■ REQUEST: Return, word for word, only the lines from the one containing "I would be grateful if you could tag the balcony" through the last line of the entries.

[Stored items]
——————

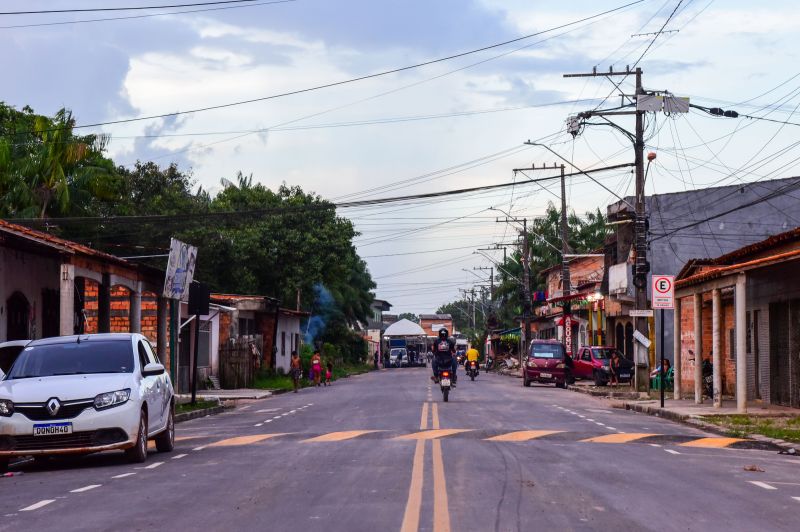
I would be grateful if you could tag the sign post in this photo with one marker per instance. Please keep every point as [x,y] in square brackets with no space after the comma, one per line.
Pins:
[663,298]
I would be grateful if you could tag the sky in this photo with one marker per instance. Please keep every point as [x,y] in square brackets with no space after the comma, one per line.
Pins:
[453,124]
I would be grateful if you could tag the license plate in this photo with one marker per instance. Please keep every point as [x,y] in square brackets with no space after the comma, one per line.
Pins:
[51,429]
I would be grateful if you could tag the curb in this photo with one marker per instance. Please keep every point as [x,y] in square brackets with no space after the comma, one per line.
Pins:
[698,423]
[186,416]
[600,393]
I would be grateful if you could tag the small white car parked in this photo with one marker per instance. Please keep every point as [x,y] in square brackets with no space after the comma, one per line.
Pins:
[84,394]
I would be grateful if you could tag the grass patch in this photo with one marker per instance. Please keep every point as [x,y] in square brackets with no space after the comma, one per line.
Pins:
[272,381]
[782,428]
[199,405]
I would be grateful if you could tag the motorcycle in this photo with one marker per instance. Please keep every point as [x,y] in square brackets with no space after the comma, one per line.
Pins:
[472,368]
[708,379]
[444,383]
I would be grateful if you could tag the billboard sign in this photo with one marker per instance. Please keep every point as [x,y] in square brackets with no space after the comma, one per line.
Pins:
[180,270]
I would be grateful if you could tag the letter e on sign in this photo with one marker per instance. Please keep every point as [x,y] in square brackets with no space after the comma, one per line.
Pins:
[663,291]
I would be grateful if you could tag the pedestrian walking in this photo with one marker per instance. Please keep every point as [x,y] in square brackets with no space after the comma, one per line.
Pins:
[316,367]
[297,370]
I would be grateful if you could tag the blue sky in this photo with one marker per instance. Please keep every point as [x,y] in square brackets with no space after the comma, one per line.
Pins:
[730,51]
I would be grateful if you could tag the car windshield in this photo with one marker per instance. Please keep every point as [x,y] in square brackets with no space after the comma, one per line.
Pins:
[547,351]
[603,353]
[108,356]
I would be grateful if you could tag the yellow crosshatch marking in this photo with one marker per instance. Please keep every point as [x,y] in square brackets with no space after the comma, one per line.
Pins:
[244,440]
[523,435]
[618,438]
[340,436]
[432,434]
[712,443]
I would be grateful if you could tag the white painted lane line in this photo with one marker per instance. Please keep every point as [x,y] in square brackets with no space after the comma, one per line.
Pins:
[86,488]
[37,505]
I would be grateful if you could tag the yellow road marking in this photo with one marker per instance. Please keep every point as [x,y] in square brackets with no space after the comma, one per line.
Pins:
[711,443]
[431,434]
[414,503]
[618,438]
[245,440]
[441,509]
[523,435]
[340,436]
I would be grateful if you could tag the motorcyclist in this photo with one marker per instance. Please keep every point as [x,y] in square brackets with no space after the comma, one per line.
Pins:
[444,355]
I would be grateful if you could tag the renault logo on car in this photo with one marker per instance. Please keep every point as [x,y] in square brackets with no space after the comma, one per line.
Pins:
[53,406]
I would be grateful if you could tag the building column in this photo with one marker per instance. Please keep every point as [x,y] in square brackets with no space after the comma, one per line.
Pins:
[676,350]
[104,305]
[698,348]
[161,328]
[740,305]
[716,344]
[66,324]
[135,313]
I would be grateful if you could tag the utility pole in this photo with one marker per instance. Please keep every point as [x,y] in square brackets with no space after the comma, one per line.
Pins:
[641,265]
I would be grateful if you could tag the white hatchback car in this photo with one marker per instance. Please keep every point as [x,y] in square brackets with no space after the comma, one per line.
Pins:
[84,394]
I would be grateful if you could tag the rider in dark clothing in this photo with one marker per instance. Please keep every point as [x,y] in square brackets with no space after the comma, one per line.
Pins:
[444,350]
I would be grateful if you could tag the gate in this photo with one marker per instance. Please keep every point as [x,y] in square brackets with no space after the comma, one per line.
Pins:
[238,361]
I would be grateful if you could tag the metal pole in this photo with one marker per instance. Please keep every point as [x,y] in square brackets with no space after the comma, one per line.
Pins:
[661,345]
[193,375]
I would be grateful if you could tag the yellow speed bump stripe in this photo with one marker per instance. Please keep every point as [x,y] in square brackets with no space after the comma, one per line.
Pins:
[340,436]
[244,440]
[711,443]
[618,438]
[523,435]
[432,434]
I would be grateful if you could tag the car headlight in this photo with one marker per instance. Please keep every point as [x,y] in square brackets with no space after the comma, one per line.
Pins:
[6,408]
[109,399]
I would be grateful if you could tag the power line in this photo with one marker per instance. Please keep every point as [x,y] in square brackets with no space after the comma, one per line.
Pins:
[148,15]
[359,78]
[128,8]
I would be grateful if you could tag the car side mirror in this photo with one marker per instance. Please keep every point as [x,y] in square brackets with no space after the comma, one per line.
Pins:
[153,369]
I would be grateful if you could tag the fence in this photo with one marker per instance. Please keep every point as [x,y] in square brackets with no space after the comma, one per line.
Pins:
[239,360]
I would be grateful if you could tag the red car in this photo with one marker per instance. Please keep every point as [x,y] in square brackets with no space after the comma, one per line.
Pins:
[547,362]
[594,363]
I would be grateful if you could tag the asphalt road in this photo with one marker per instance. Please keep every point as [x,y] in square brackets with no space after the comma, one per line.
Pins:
[383,452]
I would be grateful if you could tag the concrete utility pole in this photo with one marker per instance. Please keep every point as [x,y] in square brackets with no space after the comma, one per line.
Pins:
[641,265]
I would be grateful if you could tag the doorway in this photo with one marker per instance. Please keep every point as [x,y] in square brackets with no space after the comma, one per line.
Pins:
[18,316]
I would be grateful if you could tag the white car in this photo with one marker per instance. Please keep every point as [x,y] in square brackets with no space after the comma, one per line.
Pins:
[84,394]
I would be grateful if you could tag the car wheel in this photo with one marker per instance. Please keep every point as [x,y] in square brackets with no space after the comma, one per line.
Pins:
[138,453]
[165,441]
[598,379]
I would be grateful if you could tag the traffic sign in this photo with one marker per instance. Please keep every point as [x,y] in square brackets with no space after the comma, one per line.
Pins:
[663,295]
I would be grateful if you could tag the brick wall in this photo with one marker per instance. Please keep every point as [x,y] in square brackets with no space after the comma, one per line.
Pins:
[120,309]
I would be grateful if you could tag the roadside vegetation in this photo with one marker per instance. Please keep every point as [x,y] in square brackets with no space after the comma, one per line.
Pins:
[739,426]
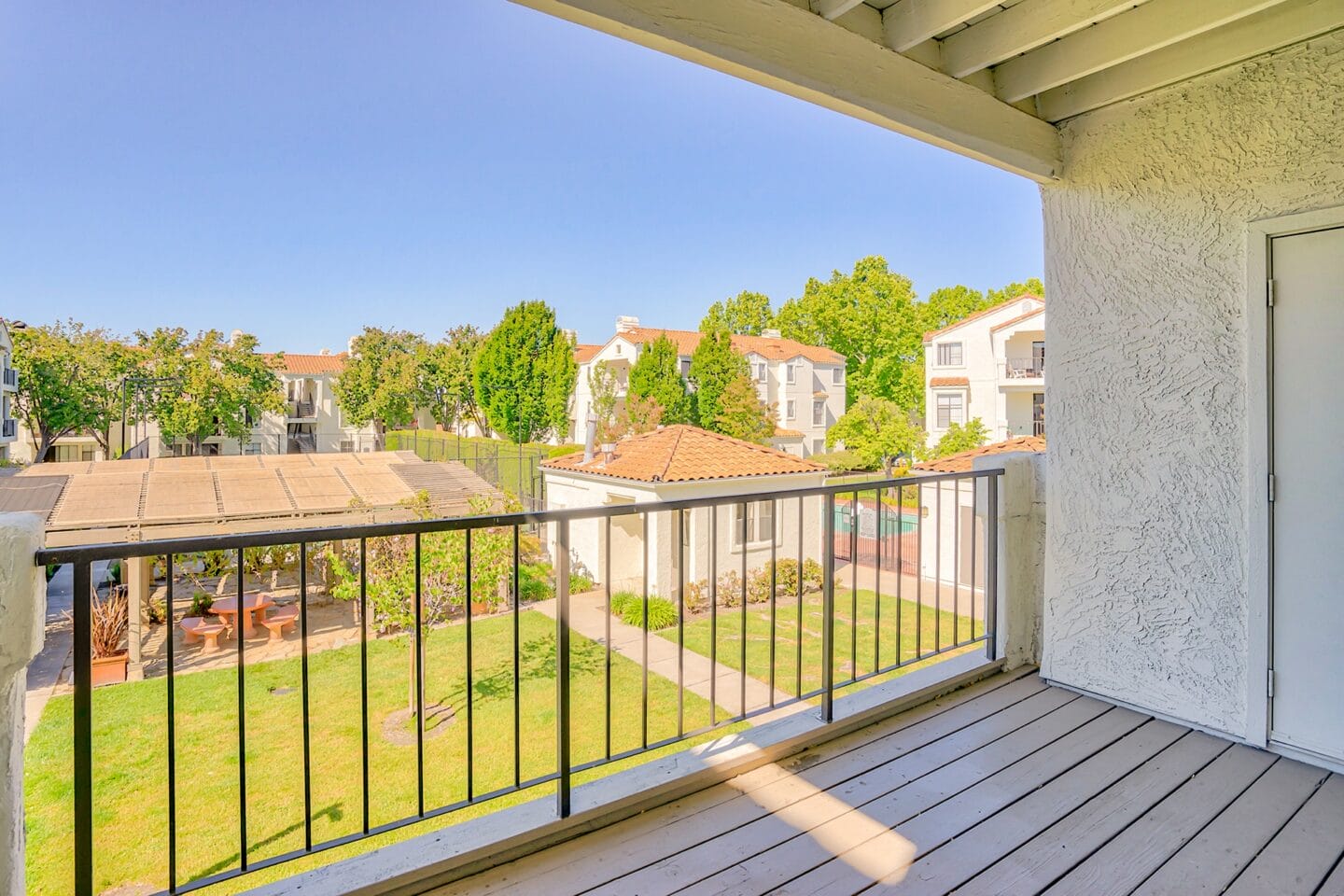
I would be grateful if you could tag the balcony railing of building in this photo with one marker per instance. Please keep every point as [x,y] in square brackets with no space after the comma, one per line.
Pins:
[870,624]
[1025,369]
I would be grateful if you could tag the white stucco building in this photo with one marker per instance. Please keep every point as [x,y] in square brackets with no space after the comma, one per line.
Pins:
[989,366]
[683,462]
[805,385]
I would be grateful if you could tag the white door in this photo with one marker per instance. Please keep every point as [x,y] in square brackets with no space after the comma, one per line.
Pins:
[1308,512]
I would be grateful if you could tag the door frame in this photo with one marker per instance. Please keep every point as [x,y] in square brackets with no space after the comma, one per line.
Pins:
[1260,453]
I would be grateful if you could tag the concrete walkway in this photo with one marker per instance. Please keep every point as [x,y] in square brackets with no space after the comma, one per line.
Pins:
[589,615]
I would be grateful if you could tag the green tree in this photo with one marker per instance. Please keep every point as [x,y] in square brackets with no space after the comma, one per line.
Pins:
[448,376]
[211,385]
[878,431]
[871,317]
[742,414]
[714,366]
[385,381]
[746,315]
[525,373]
[962,438]
[657,375]
[69,382]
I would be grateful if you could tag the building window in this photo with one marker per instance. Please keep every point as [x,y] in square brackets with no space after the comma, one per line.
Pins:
[949,410]
[760,523]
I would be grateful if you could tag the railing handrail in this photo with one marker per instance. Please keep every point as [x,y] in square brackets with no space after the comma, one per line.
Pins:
[128,550]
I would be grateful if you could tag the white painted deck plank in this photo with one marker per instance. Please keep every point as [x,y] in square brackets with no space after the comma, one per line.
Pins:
[1209,862]
[760,865]
[1124,862]
[629,846]
[1304,852]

——————

■ COMPLETE OUTPUT:
I would be grateful if you could tag the balcony railing of building in this photo with one marker per instance. Please keep every point as [x,y] in square brackets with no space after the comma, one per line.
Pins:
[870,624]
[1025,369]
I would be grateful if you could tag the white stucco building in this photo with one marker per instance. Please keep every point as [x,y] in square brackets with no space after the comma, one per line.
Pins:
[989,366]
[683,462]
[805,385]
I would be grateful if you could tag the white door in this photo with one marker per instance. Please keep every point as [x,y] in square brackets with no space after the comma, one per line.
Pins:
[1308,512]
I would be grateful if you could tag the door frame in this photo with one marker per instance. Please keep every point as [x,y] in square brackets with no space after the comma, one per line.
Pins:
[1260,453]
I would be grateful if you could tag the concrete walkway in this photo with one marker per instance. Please keep every point as [x,y] in square brackets with no space after the comma, one per line.
Pins:
[589,615]
I would be grateful if you could tag the green tree in this photo with one marker per instance. Please keep every point as [x,y] in square brackets with no space after the comma, one per line.
Pins:
[448,376]
[211,385]
[878,431]
[871,317]
[742,414]
[714,366]
[385,381]
[746,315]
[525,373]
[962,438]
[657,375]
[69,382]
I would be grateful if you could tag the building window in this photo with one marker per instance. Please keep every point as [x,y] in square brackets with no space after the comma, one per line.
Pins:
[949,410]
[760,523]
I would be grateful if you could tag the railing handrail in this photo with one marker per instance. Please keep every point as [x,y] in square brackets with no space after the comma, one per line.
Pins:
[128,550]
I would be grateful if you could tag the white painted deck plank in this photo with one marker per instance. Please keep every point as [x,y] in square brackets with no space after the comma, one per line.
Pins:
[1209,862]
[760,865]
[1124,862]
[629,846]
[1304,852]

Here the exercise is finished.